▶ [The request] Revise the listing below by replacing "bicycle helmet" with "cycling helmet" and leaving every other line unchanged. Do not include the pictures in your answer.

A block of data:
[start]
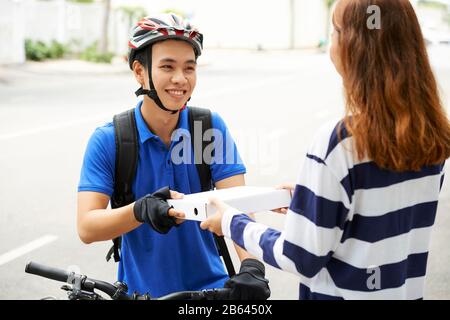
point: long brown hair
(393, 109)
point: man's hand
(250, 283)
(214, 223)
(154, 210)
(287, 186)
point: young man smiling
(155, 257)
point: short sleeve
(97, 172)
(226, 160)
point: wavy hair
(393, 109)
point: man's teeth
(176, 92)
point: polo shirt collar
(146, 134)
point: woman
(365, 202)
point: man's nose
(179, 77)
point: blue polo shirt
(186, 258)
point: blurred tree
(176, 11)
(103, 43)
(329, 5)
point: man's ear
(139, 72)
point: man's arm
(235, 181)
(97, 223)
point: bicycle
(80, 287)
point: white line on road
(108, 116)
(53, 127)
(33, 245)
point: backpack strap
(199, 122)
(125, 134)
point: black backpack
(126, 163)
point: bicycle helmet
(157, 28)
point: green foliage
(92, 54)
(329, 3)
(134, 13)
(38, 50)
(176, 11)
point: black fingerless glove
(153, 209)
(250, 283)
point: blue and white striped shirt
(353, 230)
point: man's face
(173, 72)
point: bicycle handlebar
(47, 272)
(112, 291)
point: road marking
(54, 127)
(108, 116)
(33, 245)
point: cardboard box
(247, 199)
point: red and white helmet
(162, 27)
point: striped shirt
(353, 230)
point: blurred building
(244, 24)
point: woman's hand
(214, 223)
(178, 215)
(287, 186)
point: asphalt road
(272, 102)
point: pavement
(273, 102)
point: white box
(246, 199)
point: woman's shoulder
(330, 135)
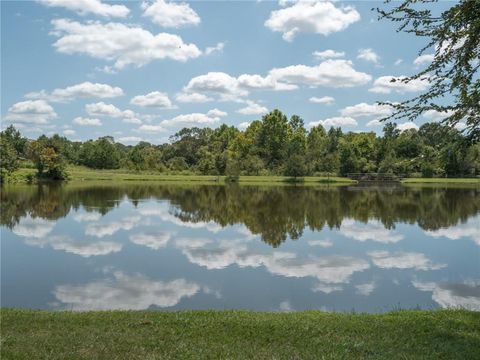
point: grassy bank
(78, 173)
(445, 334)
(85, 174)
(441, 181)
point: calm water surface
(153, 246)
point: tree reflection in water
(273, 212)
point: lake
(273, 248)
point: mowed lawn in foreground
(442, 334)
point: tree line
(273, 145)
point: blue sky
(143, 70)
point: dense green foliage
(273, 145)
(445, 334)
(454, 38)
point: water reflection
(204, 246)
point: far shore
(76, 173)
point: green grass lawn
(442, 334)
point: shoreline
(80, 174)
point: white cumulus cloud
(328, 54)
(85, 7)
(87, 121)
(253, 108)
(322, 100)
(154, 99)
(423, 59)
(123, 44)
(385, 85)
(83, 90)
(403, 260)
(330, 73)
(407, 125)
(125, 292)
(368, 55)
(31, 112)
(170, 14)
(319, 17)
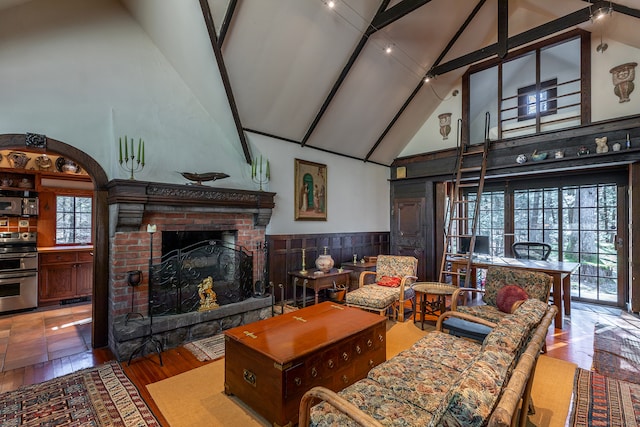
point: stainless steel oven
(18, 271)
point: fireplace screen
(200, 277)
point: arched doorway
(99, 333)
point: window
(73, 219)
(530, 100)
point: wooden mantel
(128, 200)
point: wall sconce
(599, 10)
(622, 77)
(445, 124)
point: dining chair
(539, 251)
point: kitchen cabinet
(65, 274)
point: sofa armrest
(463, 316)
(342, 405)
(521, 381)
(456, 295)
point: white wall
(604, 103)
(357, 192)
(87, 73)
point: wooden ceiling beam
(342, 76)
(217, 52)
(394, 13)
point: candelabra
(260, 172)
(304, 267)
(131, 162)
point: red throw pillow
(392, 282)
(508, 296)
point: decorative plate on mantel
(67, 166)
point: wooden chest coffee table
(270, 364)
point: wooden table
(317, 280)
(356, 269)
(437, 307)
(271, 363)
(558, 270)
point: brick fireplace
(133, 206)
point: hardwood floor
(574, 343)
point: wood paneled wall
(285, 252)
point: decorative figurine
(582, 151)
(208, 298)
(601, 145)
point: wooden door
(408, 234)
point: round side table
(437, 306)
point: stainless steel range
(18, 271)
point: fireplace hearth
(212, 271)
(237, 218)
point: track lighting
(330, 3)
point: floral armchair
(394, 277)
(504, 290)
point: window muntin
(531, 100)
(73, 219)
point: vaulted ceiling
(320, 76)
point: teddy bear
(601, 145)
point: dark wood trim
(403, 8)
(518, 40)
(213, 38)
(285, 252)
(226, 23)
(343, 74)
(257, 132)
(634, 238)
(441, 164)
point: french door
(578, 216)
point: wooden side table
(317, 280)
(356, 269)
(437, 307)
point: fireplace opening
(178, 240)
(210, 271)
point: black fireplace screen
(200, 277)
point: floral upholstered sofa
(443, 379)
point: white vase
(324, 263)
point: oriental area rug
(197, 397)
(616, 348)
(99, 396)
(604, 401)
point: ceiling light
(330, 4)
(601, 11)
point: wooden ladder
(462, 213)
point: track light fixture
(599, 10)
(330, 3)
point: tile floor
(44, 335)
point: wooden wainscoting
[end]
▶ [Written solution]
point: long brown hair
(393, 109)
point: man's hand
(250, 283)
(214, 223)
(154, 210)
(287, 186)
point: young man smiling
(155, 257)
point: short sleeve
(97, 172)
(226, 160)
point: wavy hair
(393, 109)
point: man's teeth
(176, 92)
point: polo shirt collar
(146, 134)
point: woman
(365, 202)
point: man's nose
(179, 77)
point: blue polo shirt
(186, 258)
point: blurred tree
(176, 11)
(103, 43)
(329, 5)
point: man's ear
(139, 72)
point: man's arm
(235, 181)
(97, 223)
point: bicycle
(80, 287)
point: white line on road
(108, 116)
(53, 127)
(33, 245)
point: backpack strap
(199, 122)
(125, 134)
point: black backpack
(126, 163)
point: cycling helmet
(157, 28)
point: green foliage
(92, 54)
(329, 3)
(134, 13)
(38, 50)
(176, 11)
point: black fingerless glove
(153, 209)
(250, 283)
point: blue and white striped shirt
(353, 230)
point: man's face
(173, 72)
point: bicycle handlebar
(47, 272)
(112, 291)
point: road marking
(54, 127)
(108, 116)
(33, 245)
point: cardboard box
(247, 199)
point: red and white helmet
(162, 27)
point: striped shirt
(353, 230)
point: blurred building
(244, 24)
point: woman's hand
(214, 223)
(178, 215)
(287, 186)
point: asphalt road
(272, 102)
point: pavement
(273, 102)
point: white box
(246, 199)
point: woman's shoulder
(330, 135)
point: grassy bank
(78, 173)
(445, 334)
(85, 174)
(441, 181)
point: calm water surface
(153, 246)
point: tree reflection in water
(273, 212)
point: lake
(273, 248)
point: mowed lawn in foreground
(442, 334)
point: tree line
(273, 145)
point: blue sky
(143, 70)
point: dense green foliage
(273, 145)
(445, 334)
(454, 38)
point: water reflection
(204, 246)
point: far shore
(76, 173)
point: green grass lawn
(442, 334)
point: shoreline
(80, 174)
point: white cumulus cloud
(328, 54)
(85, 7)
(87, 121)
(253, 108)
(322, 100)
(154, 99)
(423, 59)
(123, 44)
(385, 85)
(83, 90)
(403, 260)
(330, 73)
(407, 125)
(125, 292)
(368, 55)
(31, 112)
(170, 14)
(319, 17)
point: stainless steel oven
(18, 271)
point: fireplace screen
(200, 277)
point: arched doorway
(99, 333)
point: window
(73, 219)
(530, 100)
point: wooden mantel
(128, 200)
point: wall sconce
(599, 10)
(622, 77)
(445, 124)
point: dining chair
(539, 251)
point: kitchen cabinet
(65, 274)
point: sofa armrest
(463, 316)
(342, 405)
(521, 381)
(456, 295)
point: white wall
(604, 103)
(357, 192)
(87, 73)
point: wooden ceiling beam
(342, 76)
(217, 52)
(394, 13)
point: candelabra
(260, 172)
(304, 267)
(131, 162)
point: red throw pillow
(392, 282)
(508, 296)
point: decorative plate on mantel
(67, 166)
point: wooden chest coffee table
(270, 364)
point: wooden table
(317, 280)
(356, 269)
(437, 307)
(271, 363)
(558, 270)
point: brick fireplace
(133, 206)
point: hardwood floor
(574, 343)
point: wood paneled wall
(285, 252)
point: decorative figurine
(582, 151)
(208, 298)
(601, 145)
point: wooden door
(408, 234)
point: round side table
(437, 306)
point: stainless steel range
(18, 271)
point: fireplace hearth
(212, 271)
(237, 218)
point: track lighting
(330, 3)
point: floral armchair
(394, 277)
(504, 290)
point: window muntin
(531, 100)
(73, 219)
point: vaulted ceiling
(320, 76)
point: teddy bear
(601, 145)
point: dark wood trim
(403, 8)
(518, 40)
(213, 38)
(285, 252)
(226, 23)
(343, 74)
(257, 132)
(634, 238)
(441, 164)
point: french door
(578, 216)
point: wooden side table
(317, 280)
(356, 269)
(437, 307)
point: fireplace opening
(178, 240)
(210, 271)
point: black fireplace screen
(200, 277)
point: floral upholstered sofa
(443, 379)
point: white vase
(324, 263)
point: oriental area rug
(197, 397)
(616, 348)
(99, 396)
(604, 401)
point: ceiling light
(330, 4)
(601, 11)
point: wooden ladder
(462, 213)
point: track light fixture
(599, 10)
(330, 3)
point: tile floor
(44, 335)
point: wooden wainscoting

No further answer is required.